Your objective:
In the forum thread about the failing motor, what hourly rate did the local motor repair shop quote?

Excerpt provided:
*-*-*
If I read that right the tag says its pulling 19A at 115V so you are living on the edge for a 20A breaker.
The amperage will go down by 1/2 of that on 220, so you could run on 15A 220 setup.
Most motors are much happier at 220.


----------



## larry2c (Nov 15, 2019)

OK, I may have figured this thing out! I pulled the end cap off so I could have a look at the shaft size. To get a real measurement, I pulled the plastic fan off the shaft and the centrifugal switch just fell off! Apparently, the set screw that holds it on the shaft had fallen out at some point. I found some info on the Grizzly site that seems to match up to this motor and using that I reinstalled the centrifugal switch and put a screw in to hold it in place. It seemed to start up like it used to and after letting it run under no load for 5 minutes the motor was still cool. 

Next I will remove the switch, clean the points a bit, and then reassemble it all so I can do some load testing. Fingers crossed! I'll update once I have finished the test.


----------



## larry2c (Nov 15, 2019)

Well, my excitement was premature - after running it for 15 minutes or so the motor is getting hot and I can smell the "maybe" electrical smell again. Dang!

I called the local motor repair place and they said for motors that size it's cheaper to replace them than repair them - they get $115 and hour for the work. I may give Grizzly a call and see what they sell their motors for...


----------



## larry2c (Nov 15, 2019)

OK, I called Grizzly and talked to a tech support guy. He was helpful but there was a limit to what he could tell me. He can see the part number for the replacement motor on the G0731 machine (8X30) but he can only see the electrical specs. He has no visibility of the specs for the mounting hole pattern or shaft size & length.

By any chance, does anyone here have this Grizzly machine that could measure those things for me? I'm looking into a motor from Grainger but they don't really have any advice for me on which motor to get - and they run from the low 300's to the 700's in price. I want to get it right but I don't want to spend money I don't have to.

Thanks all!


----------



## machPete99 (Nov 15, 2019)

They don't tell you on the data plate so you will need to figure out for yourself if this corresponds to a standard frame size:




__





						Electrical Motors - Frame Dimensions
					

Electrical motors NEMA frame dimensions.




					www.engineeringtoolbox.com
				




If it mounts by the face plate it is called a "C Mount", and specified is differently:




__





						Hydra Mount
					





					www.hydramount.com
				




Once you have frame and shaft dimensions you can scour the internet, ebay, etc.


----------



## larry2c (Nov 15, 2019)

Looking at the Grainger online site, I find this one and it seems to be a proper match. The 145T frame size matches everything I can measure on my motor and the sealed top will keep belt dust & crud from falling down into the motor (there is a similar motor but it has vents on the top face...)






						1-1/2 HP General Purpose Motor,Capacitor-Start/Run,1725 Nameplate RPM,Voltage 115/208-230,Frame 145T
					

Motor, 1-1/2 HP, 1725 RPM, 115/208-230V




					www.grainger.com
				




What do you think? I'm trying to get things back up & running so I can finish my Christmas gift making otherwise I'd spend more time trying to see if I could salvage the old motor.


----------



## machPete99 (Nov 15, 2019)
*-*-*
Record excerpts:
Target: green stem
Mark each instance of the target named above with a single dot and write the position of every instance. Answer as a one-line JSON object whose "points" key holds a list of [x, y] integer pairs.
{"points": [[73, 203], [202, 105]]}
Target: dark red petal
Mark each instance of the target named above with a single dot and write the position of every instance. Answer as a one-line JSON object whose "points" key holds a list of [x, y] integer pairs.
*-*-*
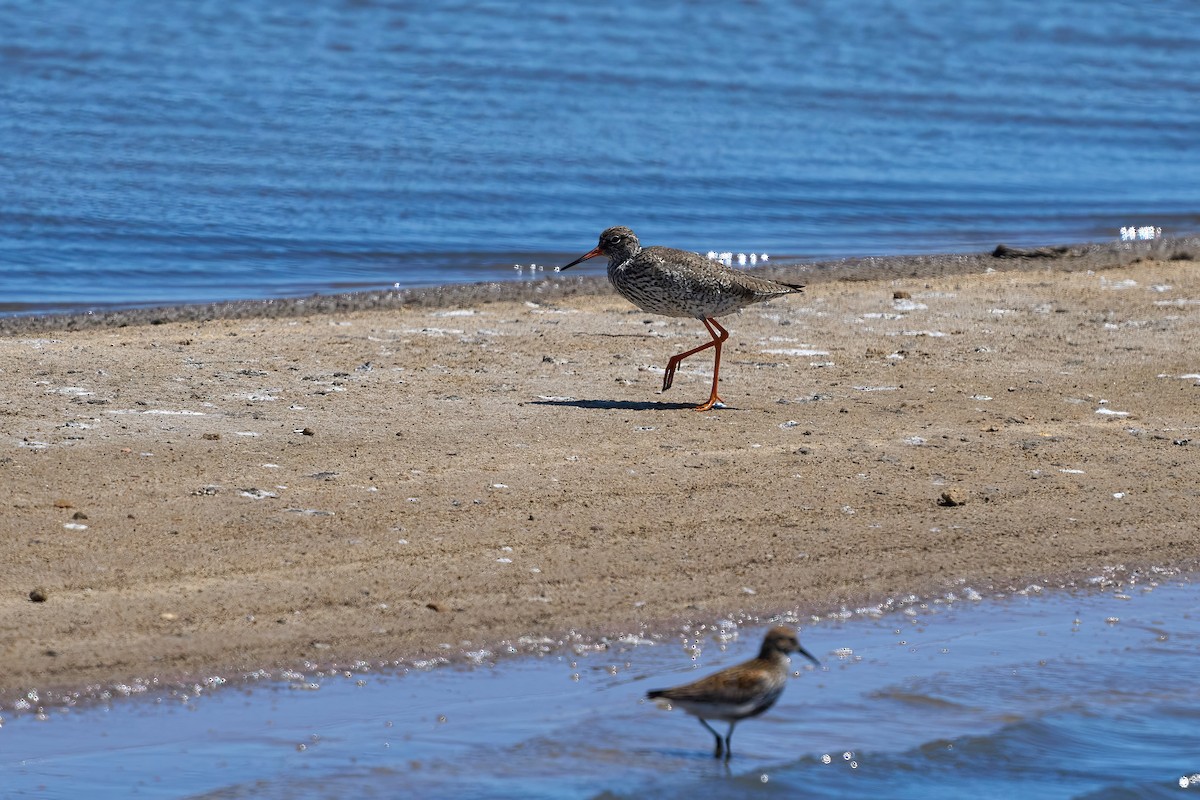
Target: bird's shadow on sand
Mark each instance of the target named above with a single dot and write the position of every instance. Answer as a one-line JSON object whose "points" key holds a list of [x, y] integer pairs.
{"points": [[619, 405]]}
*-*-*
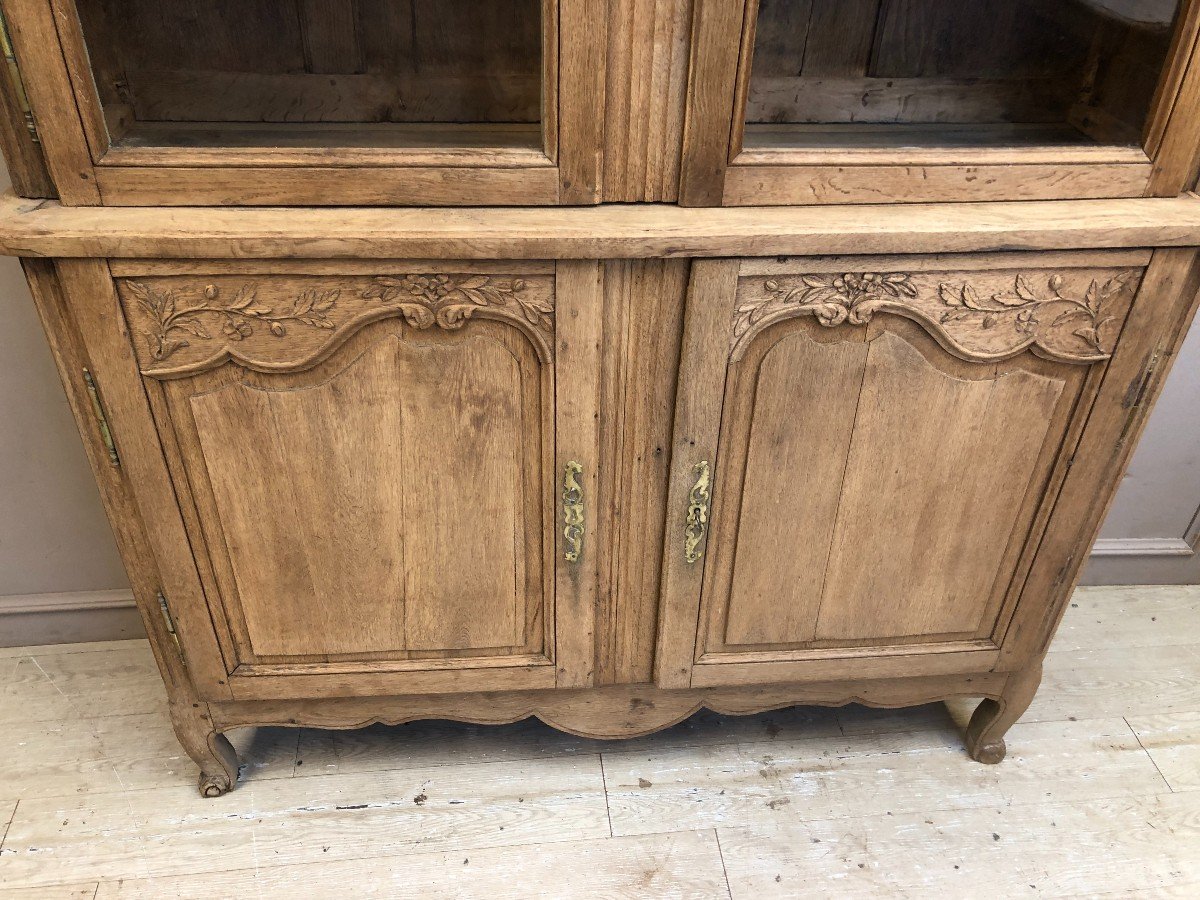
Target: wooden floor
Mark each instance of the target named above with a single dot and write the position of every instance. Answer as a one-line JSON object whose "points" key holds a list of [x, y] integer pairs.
*-*-*
Answer for this exercise:
$115 an hour